### THE REQUEST
Retype all of the entries word for word.

[Begin AVAILABLE DATA]

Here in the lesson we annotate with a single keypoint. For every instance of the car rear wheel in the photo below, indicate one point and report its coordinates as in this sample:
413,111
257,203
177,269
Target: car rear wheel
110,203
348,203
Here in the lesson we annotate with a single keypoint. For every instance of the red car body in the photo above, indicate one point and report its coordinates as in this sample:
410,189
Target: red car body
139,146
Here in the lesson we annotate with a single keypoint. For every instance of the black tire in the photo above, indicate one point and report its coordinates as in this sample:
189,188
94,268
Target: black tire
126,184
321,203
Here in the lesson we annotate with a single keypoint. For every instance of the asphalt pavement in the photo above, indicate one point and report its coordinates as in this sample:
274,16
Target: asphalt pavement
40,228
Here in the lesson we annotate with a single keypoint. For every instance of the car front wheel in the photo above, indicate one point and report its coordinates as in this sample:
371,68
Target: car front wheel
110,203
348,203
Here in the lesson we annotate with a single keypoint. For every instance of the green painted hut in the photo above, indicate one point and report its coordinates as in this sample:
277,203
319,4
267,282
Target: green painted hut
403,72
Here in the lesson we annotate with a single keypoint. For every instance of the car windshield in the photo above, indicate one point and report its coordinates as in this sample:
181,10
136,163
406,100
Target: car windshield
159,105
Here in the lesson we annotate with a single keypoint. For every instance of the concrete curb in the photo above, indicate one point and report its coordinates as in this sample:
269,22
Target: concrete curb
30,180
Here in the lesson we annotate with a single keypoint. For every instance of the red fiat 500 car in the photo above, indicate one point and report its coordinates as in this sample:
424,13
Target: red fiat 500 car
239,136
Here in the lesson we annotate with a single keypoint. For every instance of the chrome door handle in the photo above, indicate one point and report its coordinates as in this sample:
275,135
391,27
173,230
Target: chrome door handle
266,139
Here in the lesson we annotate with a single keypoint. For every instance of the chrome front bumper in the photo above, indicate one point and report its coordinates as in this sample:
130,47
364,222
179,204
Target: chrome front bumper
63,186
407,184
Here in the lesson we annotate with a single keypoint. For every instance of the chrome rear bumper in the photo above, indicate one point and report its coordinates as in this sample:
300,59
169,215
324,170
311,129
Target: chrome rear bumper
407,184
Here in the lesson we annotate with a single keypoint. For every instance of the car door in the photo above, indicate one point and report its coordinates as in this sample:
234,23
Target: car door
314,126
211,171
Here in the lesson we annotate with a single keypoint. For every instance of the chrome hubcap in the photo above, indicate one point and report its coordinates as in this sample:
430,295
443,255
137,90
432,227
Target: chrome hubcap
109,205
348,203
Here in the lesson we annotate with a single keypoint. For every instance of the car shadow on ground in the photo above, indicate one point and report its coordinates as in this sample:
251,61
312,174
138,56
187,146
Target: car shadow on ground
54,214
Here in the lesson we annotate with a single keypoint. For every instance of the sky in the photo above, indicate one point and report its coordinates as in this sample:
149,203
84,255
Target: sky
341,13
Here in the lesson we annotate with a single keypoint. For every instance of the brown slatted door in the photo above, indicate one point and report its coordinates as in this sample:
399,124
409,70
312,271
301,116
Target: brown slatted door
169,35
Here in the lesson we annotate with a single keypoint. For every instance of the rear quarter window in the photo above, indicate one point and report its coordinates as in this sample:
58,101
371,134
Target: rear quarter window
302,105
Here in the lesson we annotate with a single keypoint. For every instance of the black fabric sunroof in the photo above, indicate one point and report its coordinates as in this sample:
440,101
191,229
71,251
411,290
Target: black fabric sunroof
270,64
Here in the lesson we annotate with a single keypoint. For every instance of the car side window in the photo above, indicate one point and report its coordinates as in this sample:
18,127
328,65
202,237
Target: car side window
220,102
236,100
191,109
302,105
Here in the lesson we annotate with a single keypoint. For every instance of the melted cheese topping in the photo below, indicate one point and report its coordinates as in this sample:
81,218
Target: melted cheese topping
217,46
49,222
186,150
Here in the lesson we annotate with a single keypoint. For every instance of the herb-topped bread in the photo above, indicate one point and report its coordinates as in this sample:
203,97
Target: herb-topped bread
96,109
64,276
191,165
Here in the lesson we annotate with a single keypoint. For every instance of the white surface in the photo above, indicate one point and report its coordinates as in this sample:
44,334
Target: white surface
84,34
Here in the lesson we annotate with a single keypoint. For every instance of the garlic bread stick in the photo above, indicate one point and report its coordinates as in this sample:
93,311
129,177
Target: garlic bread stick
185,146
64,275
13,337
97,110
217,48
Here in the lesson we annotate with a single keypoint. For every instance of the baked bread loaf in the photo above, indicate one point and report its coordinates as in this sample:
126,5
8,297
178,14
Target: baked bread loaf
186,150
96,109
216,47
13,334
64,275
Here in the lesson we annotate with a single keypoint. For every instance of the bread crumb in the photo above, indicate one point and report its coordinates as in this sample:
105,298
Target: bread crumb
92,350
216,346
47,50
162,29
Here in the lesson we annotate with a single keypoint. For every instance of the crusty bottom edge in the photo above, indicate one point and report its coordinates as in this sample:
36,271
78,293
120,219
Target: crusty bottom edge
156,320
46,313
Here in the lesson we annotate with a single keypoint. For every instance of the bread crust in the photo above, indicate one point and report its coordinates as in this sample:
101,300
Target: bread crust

[End AVAILABLE DATA]

### RESPONSE TO THIS TASK
Here in the lesson we annotate with a single keypoint. For every instance of the car rear wheel in the photo below, indicate one point and report its coordinates as in this sample:
413,111
257,203
177,269
Target: car rear wheel
110,203
348,203
Here in the lesson we annotate with a single keypoint. For every instance of the red car body in the photo above, indicate one point and report its coordinates as in this sample:
410,189
Target: red car body
139,146
Here in the lesson we annotate with a single keypoint. For every instance of the black tire in the photo above, indicate one point and report its coordinates as in this sample:
189,188
94,268
Target: black tire
126,184
321,203
Here in the lesson we annotate with a single keypoint. For every instance of the asphalt pavement in the photo above, indicate one point and report its coordinates as in this sample:
274,16
Target: asphalt pavement
40,228
Here in the lesson we annotate with a single keypoint. For every instance of the car front wheel in the photo above, indicate one point and report its coordinates as in this sample:
371,68
Target: car front wheel
110,203
348,203
Here in the lesson we annotate with a single keypoint. For every instance of the green painted hut in the photo above, indicate one point and report its coordinates as in this sample:
277,203
319,4
267,282
Target: green painted hut
403,72
Here in the lesson we annotate with a single keypoint. For every instance of the car windshield in the photo above, indicate one point and report its coordinates as in this sample:
181,10
136,163
406,100
Target: car windshield
159,105
Here in the lesson we annotate with a single keypoint. For every instance of the concrete curb in the photo above, indicate one point and report its coordinates as in this sample:
269,22
Target: concrete curb
30,180
Here in the lesson we annotate with a single keypoint. For every instance of the red fiat 500 car in the photo above, indicate one point and report its coordinates as in this sample:
424,13
Target: red fiat 500 car
239,136
Here in the lesson we annotate with a single keypoint. For every instance of the chrome door handle in the photo above, indicate one point and report its coordinates as in this sample:
275,135
391,27
173,230
Target: chrome door handle
266,139
Here in the lesson we annotate with a single keypoint. For every instance of the chrome front bumper in the photo above, indicate one point and report its coordinates as in this sample:
130,47
364,222
179,204
Target: chrome front bumper
63,186
407,184
Here in the lesson we annotate with a single keypoint. For every instance of the chrome rear bumper in the photo above, indicate one point and report its coordinates as in this sample:
300,59
169,215
324,170
311,129
Target: chrome rear bumper
407,184
Here in the lesson we annotate with a single keypoint. For every instance of the car door in the photo above, indicate one point and report its coordinates as in this sample:
234,23
Target: car door
314,126
211,171
Here in the lesson we annotate with a single keypoint. For every instance of the chrome hubcap in the photo above, indicate one point and report its coordinates as in this sample:
430,295
443,255
137,90
432,227
Target: chrome hubcap
109,205
348,203
Here in the lesson we annotate with a single keypoint. For every instance of the car shadow on ground in the photo above, indicate one point and report its coordinates as in this sample:
251,61
312,174
138,56
187,146
Target: car shadow on ground
54,214
Here in the lesson we annotate with a single keypoint. For every instance of the sky in the photo above, indicate one point and report its coordinates as in this sample:
149,203
84,255
Target: sky
341,13
Here in the lesson we annotate with a single keypoint. For every instance of the brown slatted door in the photo above, indicate one point and report its coordinates as in this sample:
399,124
409,70
312,271
301,116
Target: brown slatted door
169,35
Here in the lesson we annotate with a single keypoint. For every instance of the rear quarter window in the photo above, indicate one point and report its coordinates as in this sample:
58,101
371,134
Target: rear quarter window
302,105
Here in the lesson we annotate with a single keypoint. For every instance of the black fabric sunroof in the photo above, indicate one point and report its coordinates as in this sample:
440,101
191,229
71,251
411,290
Target: black fabric sunroof
270,64
Here in the lesson we annotate with a single keypoint. For every instance of the car side window in the photo above, indicate one point and report its coordinates as in this sample:
18,127
328,65
202,237
Target: car side window
220,102
236,100
191,109
302,105
Here in the lesson we annotate with a single keypoint. For every instance of the melted cheese topping in the photo below, indicate one point and report its coordinates as in this sample:
81,218
Target: melted cheese topping
217,46
49,222
186,150
Here in the lesson we annotate with a single keypoint. For every instance of the herb-topped bread in the photo above, indicate one point and report its coordinates as in this sample:
203,97
Target: herb-topped bread
96,109
64,276
191,165
Here in the lesson we annotate with a single keypoint. For every instance of the white surface in the photo above, indicate one point and report its coordinates as in this sample:
44,334
Target: white surface
84,34
Here in the lesson we annotate with a single keypoint. For every instance of the garlic bread stick in the photo above, indicate one point and report its coordinates as in this sample:
93,311
129,177
Target: garlic bread stick
185,146
64,275
13,337
97,110
217,48
Here in the lesson we annotate with a single keypoint. For every instance of the baked bread loaf in the photo above, indicate one point and report its coordinates as in this sample:
126,5
8,297
178,14
Target: baked bread loaf
186,150
96,109
216,47
13,334
64,275
Here in the lesson we annotate with a single keypoint. For every instance of the bread crumb in the photo above, indicate one point and report its coordinates as in this sample:
105,298
Target: bread crumb
92,350
216,346
47,50
162,29
Here in the lesson we annotate with a single keypoint. For every instance of the crusty bottom edge in the photo above, indicate one point and report its coordinates as in this sample:
36,271
78,293
120,219
Target: crusty bottom edge
156,320
46,313
Here in the lesson we annotate with a single keypoint. For every instance of the bread crust in the photo above, indicate one point and report its coordinates as in this sample:
101,300
Target: bread crust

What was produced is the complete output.